Greenbelt Animal Shelter Carries Out a 'No Kill' Mission
The animal shelter does not euthanize animals that many other shelters would, according to the city's director of planning and community development.
The Greenbelt Animal Shelter is a "no kill" organization.
Celia Craze, director of planning and community development for Greenbelt, said that part of the shelter's success in "no kill" is because of community support.
The animal shelter has a fund, completely created by community donations, which is used to pay for extra medical expenses that the shelter would not normally provide, Craze explained.
A cat named Scarlett is just one example of the shelter's dedication to save an animal's life. It was Craze who found Scarlett mangled in the street after a car accident. She had multiple abrasions, a head injury and an infected hock breaking through the skin that eventually required her leg to be amputated.
Many public shelters would have euthanized her, but the Greenbelt Animal Shelter and Greenbelt veterinarian Dr. Laura Kressler saved her life. Greenbelter Sarah O'Brien renamed Scarlett as Rosie, for Rosie the Riveter.
O'Brien showed her appreciation for the shelter by performing at a fundraiser playing the Native American flute to patrons in the New Deal Cafe on Dec. 13.
A pitbull named Big Daddy was on hand to enjoy the concert. Animal Control Officer Lauren Derise told those gathered at the fundraiser that when the shelter first encountered him, he had a large tumor on his side. Although the shelter paid to have it removed, it spread—he had lymphoma.
· · · · · · ·
• **QUESTIONS**
1. From the Greenbelt shelter article, list each injury or condition Scarlett had when she was found after the car accident.
2. Answer these questions using the Greenbelt shelter article:
(a) What instrument did Sarah O'Brien play at the fundraiser?
(b) Where was the fundraiser held, and on what date?
(c) What illness did Big Daddy turn out to have?
3. Please continue the Greenbelt shelter article from its last sentence.

• **Photo-based referring expression records**
· · · · · · ·
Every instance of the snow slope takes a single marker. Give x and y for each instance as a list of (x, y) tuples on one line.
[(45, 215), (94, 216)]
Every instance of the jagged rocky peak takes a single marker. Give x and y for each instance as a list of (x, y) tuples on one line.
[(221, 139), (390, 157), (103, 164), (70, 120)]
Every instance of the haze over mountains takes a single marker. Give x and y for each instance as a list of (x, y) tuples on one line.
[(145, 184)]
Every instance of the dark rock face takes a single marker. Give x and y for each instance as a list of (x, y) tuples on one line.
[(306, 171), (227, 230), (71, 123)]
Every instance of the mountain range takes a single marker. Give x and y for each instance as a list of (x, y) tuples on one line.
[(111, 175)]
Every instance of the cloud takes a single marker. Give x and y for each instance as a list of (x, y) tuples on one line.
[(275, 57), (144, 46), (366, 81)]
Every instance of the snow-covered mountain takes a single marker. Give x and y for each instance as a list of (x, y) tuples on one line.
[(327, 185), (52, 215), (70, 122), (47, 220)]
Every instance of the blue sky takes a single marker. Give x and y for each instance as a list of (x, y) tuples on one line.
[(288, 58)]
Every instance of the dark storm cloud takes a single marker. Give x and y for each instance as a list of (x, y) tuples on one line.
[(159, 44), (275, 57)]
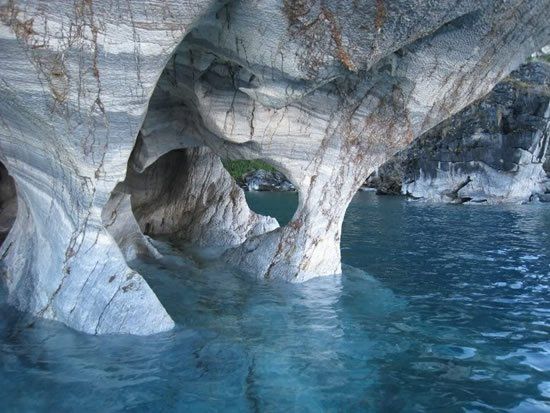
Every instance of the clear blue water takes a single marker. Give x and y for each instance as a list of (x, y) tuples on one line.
[(440, 309)]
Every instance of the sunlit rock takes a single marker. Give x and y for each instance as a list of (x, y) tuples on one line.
[(324, 91)]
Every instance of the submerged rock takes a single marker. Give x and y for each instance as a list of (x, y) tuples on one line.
[(324, 91), (262, 180), (495, 150)]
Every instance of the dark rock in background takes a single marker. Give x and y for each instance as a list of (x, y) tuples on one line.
[(495, 150), (262, 180)]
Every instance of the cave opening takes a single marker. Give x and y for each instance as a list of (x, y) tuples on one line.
[(8, 203), (267, 190)]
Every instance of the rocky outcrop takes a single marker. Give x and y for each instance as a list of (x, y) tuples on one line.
[(324, 91), (492, 151), (262, 180)]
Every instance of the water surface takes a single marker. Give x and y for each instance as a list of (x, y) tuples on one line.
[(440, 309)]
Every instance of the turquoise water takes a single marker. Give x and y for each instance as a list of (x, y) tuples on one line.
[(440, 309)]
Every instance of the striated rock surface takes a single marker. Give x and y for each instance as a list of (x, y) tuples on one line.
[(493, 151), (324, 91)]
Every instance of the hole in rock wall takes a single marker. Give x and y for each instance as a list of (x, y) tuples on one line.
[(8, 202), (267, 190)]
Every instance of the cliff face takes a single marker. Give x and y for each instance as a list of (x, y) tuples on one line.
[(493, 151), (324, 91)]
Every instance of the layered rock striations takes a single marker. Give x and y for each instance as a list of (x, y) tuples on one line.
[(324, 91), (493, 151)]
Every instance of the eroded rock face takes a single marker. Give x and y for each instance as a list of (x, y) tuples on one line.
[(324, 91), (8, 203), (492, 151)]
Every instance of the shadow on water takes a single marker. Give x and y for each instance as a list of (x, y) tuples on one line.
[(451, 315)]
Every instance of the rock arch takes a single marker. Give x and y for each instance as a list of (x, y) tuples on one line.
[(325, 91)]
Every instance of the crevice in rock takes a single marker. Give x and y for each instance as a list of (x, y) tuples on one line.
[(8, 203)]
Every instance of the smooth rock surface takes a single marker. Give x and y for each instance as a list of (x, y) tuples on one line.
[(324, 91)]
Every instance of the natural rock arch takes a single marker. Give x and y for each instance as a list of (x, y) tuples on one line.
[(325, 91)]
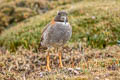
· · · · · · ·
• **RESPONSE LIST**
1.
- Multiple abrasions
- A head injury
- An infected hock breaking through the skin

2.
(a) The Native American flute.
(b) At the New Deal Cafe, on Dec. 13.
(c) Lymphoma.

3.
After that discovery, the animal shelter decided not to adopt him out, but to keep him for the rest of his life, Derise shared.
"Big Daddy has all our hearts right now," Kim DeAngelis, manager of the animal shelter, said.
From his participation in the Labor Day Festival and his local appearances with his shelter friends to dressing as The Hulk at the Greenbelt costume contest and parade—Big Daddy is becoming the shelter's mascot.
Craze credits Greenbelters for saving these animals, saying if the shelter didn't have their financial support, it would not be able to be a second-chance shelter for animals with medical conditions requiring extra treatment.
But, the Greenbelt Animal Shelter could still use more help and is accepting year-end donations.
DeAngelis shared that interested parties can mail checks to the Department of Planning and Community Development at 15 Crescent Road, Suite 200, Greenbelt, MD 20770 or donors can drop by the animal shelter. She asked that donors write their checks out to the City of Greenbelt and specify in the memo section of the check: animal shelter.